Data to process:
○ ○ ○ ○
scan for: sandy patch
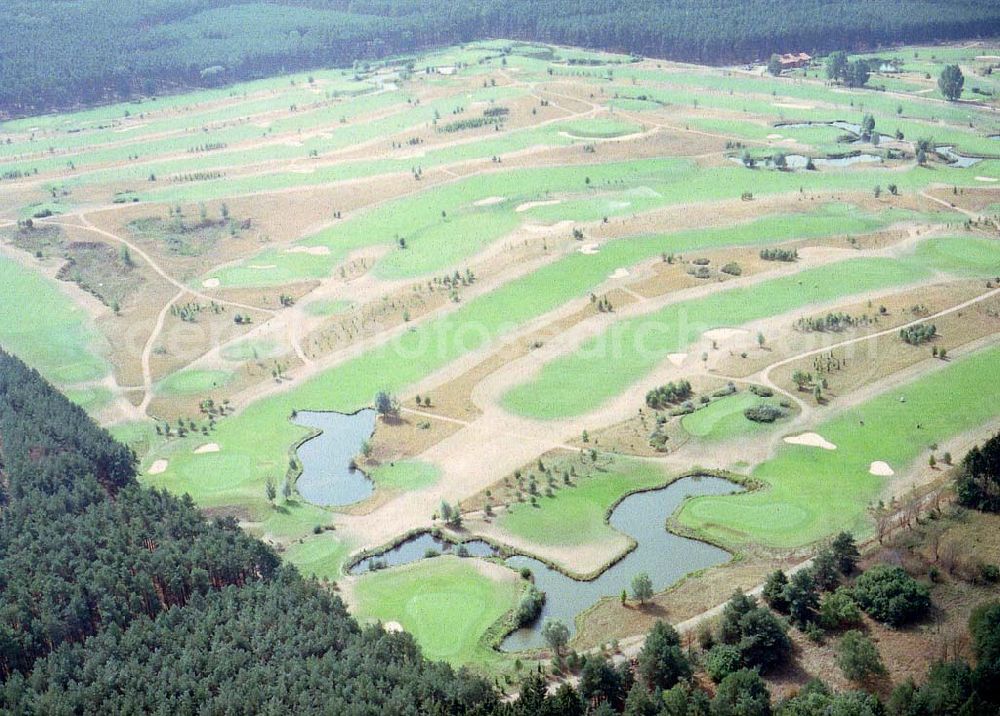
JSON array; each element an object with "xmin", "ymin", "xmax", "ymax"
[
  {"xmin": 578, "ymin": 243, "xmax": 600, "ymax": 255},
  {"xmin": 869, "ymin": 461, "xmax": 894, "ymax": 476},
  {"xmin": 383, "ymin": 621, "xmax": 404, "ymax": 633},
  {"xmin": 797, "ymin": 246, "xmax": 857, "ymax": 261},
  {"xmin": 609, "ymin": 268, "xmax": 630, "ymax": 279},
  {"xmin": 915, "ymin": 88, "xmax": 935, "ymax": 95},
  {"xmin": 767, "ymin": 133, "xmax": 783, "ymax": 140},
  {"xmin": 667, "ymin": 353, "xmax": 687, "ymax": 367},
  {"xmin": 248, "ymin": 264, "xmax": 277, "ymax": 270},
  {"xmin": 525, "ymin": 220, "xmax": 574, "ymax": 234},
  {"xmin": 774, "ymin": 102, "xmax": 815, "ymax": 110},
  {"xmin": 255, "ymin": 121, "xmax": 272, "ymax": 129},
  {"xmin": 474, "ymin": 196, "xmax": 505, "ymax": 207},
  {"xmin": 285, "ymin": 245, "xmax": 331, "ymax": 255},
  {"xmin": 148, "ymin": 459, "xmax": 169, "ymax": 475},
  {"xmin": 516, "ymin": 199, "xmax": 562, "ymax": 213},
  {"xmin": 284, "ymin": 140, "xmax": 304, "ymax": 147},
  {"xmin": 703, "ymin": 328, "xmax": 748, "ymax": 342},
  {"xmin": 194, "ymin": 443, "xmax": 220, "ymax": 454},
  {"xmin": 291, "ymin": 168, "xmax": 316, "ymax": 174},
  {"xmin": 202, "ymin": 278, "xmax": 221, "ymax": 288},
  {"xmin": 975, "ymin": 176, "xmax": 998, "ymax": 182},
  {"xmin": 784, "ymin": 433, "xmax": 837, "ymax": 450}
]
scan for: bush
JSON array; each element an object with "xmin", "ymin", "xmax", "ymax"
[
  {"xmin": 721, "ymin": 262, "xmax": 742, "ymax": 276},
  {"xmin": 744, "ymin": 403, "xmax": 786, "ymax": 423},
  {"xmin": 637, "ymin": 620, "xmax": 691, "ymax": 689},
  {"xmin": 853, "ymin": 565, "xmax": 931, "ymax": 627},
  {"xmin": 837, "ymin": 631, "xmax": 885, "ymax": 683},
  {"xmin": 762, "ymin": 570, "xmax": 789, "ymax": 613},
  {"xmin": 819, "ymin": 589, "xmax": 863, "ymax": 631},
  {"xmin": 705, "ymin": 644, "xmax": 742, "ymax": 683},
  {"xmin": 956, "ymin": 433, "xmax": 1000, "ymax": 513},
  {"xmin": 712, "ymin": 669, "xmax": 771, "ymax": 716},
  {"xmin": 737, "ymin": 607, "xmax": 791, "ymax": 671},
  {"xmin": 514, "ymin": 586, "xmax": 546, "ymax": 626}
]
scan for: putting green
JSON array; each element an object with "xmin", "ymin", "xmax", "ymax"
[
  {"xmin": 351, "ymin": 557, "xmax": 520, "ymax": 666},
  {"xmin": 681, "ymin": 393, "xmax": 789, "ymax": 441},
  {"xmin": 678, "ymin": 344, "xmax": 1000, "ymax": 549},
  {"xmin": 155, "ymin": 369, "xmax": 234, "ymax": 396}
]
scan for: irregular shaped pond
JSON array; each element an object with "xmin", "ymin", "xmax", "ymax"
[
  {"xmin": 292, "ymin": 410, "xmax": 376, "ymax": 506},
  {"xmin": 936, "ymin": 146, "xmax": 983, "ymax": 168},
  {"xmin": 349, "ymin": 532, "xmax": 499, "ymax": 574},
  {"xmin": 499, "ymin": 475, "xmax": 744, "ymax": 652}
]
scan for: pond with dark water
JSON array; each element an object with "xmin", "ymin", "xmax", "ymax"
[{"xmin": 292, "ymin": 409, "xmax": 377, "ymax": 506}]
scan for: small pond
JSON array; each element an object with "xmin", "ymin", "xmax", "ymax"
[
  {"xmin": 350, "ymin": 532, "xmax": 499, "ymax": 574},
  {"xmin": 729, "ymin": 153, "xmax": 881, "ymax": 169},
  {"xmin": 500, "ymin": 475, "xmax": 742, "ymax": 651},
  {"xmin": 936, "ymin": 146, "xmax": 983, "ymax": 168},
  {"xmin": 292, "ymin": 409, "xmax": 376, "ymax": 506}
]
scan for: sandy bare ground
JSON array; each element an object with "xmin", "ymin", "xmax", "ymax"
[{"xmin": 784, "ymin": 432, "xmax": 837, "ymax": 450}]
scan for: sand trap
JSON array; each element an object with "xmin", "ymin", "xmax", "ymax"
[
  {"xmin": 578, "ymin": 243, "xmax": 600, "ymax": 255},
  {"xmin": 784, "ymin": 433, "xmax": 837, "ymax": 450},
  {"xmin": 609, "ymin": 268, "xmax": 630, "ymax": 279},
  {"xmin": 516, "ymin": 199, "xmax": 561, "ymax": 213},
  {"xmin": 285, "ymin": 245, "xmax": 331, "ymax": 255},
  {"xmin": 474, "ymin": 196, "xmax": 505, "ymax": 207},
  {"xmin": 915, "ymin": 88, "xmax": 935, "ymax": 95},
  {"xmin": 148, "ymin": 459, "xmax": 169, "ymax": 475},
  {"xmin": 869, "ymin": 461, "xmax": 894, "ymax": 476},
  {"xmin": 975, "ymin": 176, "xmax": 998, "ymax": 182},
  {"xmin": 383, "ymin": 621, "xmax": 404, "ymax": 633},
  {"xmin": 248, "ymin": 264, "xmax": 277, "ymax": 270},
  {"xmin": 767, "ymin": 133, "xmax": 783, "ymax": 140},
  {"xmin": 667, "ymin": 353, "xmax": 687, "ymax": 366},
  {"xmin": 202, "ymin": 278, "xmax": 221, "ymax": 288},
  {"xmin": 774, "ymin": 102, "xmax": 814, "ymax": 110},
  {"xmin": 703, "ymin": 328, "xmax": 748, "ymax": 342},
  {"xmin": 194, "ymin": 443, "xmax": 220, "ymax": 454}
]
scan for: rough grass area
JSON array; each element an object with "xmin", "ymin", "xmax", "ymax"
[{"xmin": 681, "ymin": 392, "xmax": 789, "ymax": 440}]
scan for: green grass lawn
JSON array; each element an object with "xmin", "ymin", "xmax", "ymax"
[
  {"xmin": 351, "ymin": 557, "xmax": 521, "ymax": 666},
  {"xmin": 0, "ymin": 255, "xmax": 107, "ymax": 385},
  {"xmin": 681, "ymin": 393, "xmax": 789, "ymax": 441},
  {"xmin": 283, "ymin": 533, "xmax": 353, "ymax": 582},
  {"xmin": 497, "ymin": 458, "xmax": 668, "ymax": 546},
  {"xmin": 557, "ymin": 117, "xmax": 644, "ymax": 138},
  {"xmin": 370, "ymin": 460, "xmax": 440, "ymax": 491},
  {"xmin": 155, "ymin": 369, "xmax": 234, "ymax": 396},
  {"xmin": 678, "ymin": 344, "xmax": 1000, "ymax": 549},
  {"xmin": 502, "ymin": 256, "xmax": 932, "ymax": 419},
  {"xmin": 221, "ymin": 339, "xmax": 281, "ymax": 361},
  {"xmin": 302, "ymin": 299, "xmax": 352, "ymax": 316}
]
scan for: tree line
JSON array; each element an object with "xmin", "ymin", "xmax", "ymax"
[{"xmin": 2, "ymin": 0, "xmax": 1000, "ymax": 116}]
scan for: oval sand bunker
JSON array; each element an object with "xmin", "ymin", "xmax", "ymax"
[
  {"xmin": 869, "ymin": 461, "xmax": 894, "ymax": 476},
  {"xmin": 147, "ymin": 459, "xmax": 169, "ymax": 475},
  {"xmin": 194, "ymin": 443, "xmax": 220, "ymax": 454},
  {"xmin": 784, "ymin": 432, "xmax": 837, "ymax": 450}
]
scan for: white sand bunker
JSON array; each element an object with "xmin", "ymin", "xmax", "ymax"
[
  {"xmin": 975, "ymin": 176, "xmax": 998, "ymax": 182},
  {"xmin": 194, "ymin": 443, "xmax": 220, "ymax": 454},
  {"xmin": 767, "ymin": 133, "xmax": 783, "ymax": 140},
  {"xmin": 774, "ymin": 102, "xmax": 815, "ymax": 110},
  {"xmin": 869, "ymin": 461, "xmax": 894, "ymax": 476},
  {"xmin": 578, "ymin": 243, "xmax": 600, "ymax": 255},
  {"xmin": 202, "ymin": 278, "xmax": 221, "ymax": 288},
  {"xmin": 667, "ymin": 353, "xmax": 687, "ymax": 367},
  {"xmin": 516, "ymin": 199, "xmax": 561, "ymax": 213},
  {"xmin": 285, "ymin": 246, "xmax": 331, "ymax": 255},
  {"xmin": 383, "ymin": 621, "xmax": 404, "ymax": 633},
  {"xmin": 474, "ymin": 196, "xmax": 505, "ymax": 207},
  {"xmin": 784, "ymin": 433, "xmax": 837, "ymax": 450},
  {"xmin": 148, "ymin": 459, "xmax": 169, "ymax": 475},
  {"xmin": 609, "ymin": 268, "xmax": 630, "ymax": 279},
  {"xmin": 703, "ymin": 328, "xmax": 748, "ymax": 342},
  {"xmin": 248, "ymin": 264, "xmax": 277, "ymax": 270}
]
○ ○ ○ ○
What to work on: For the listing above, work out how many lines contain the string "bunker" and return only that figure.

Response box: 2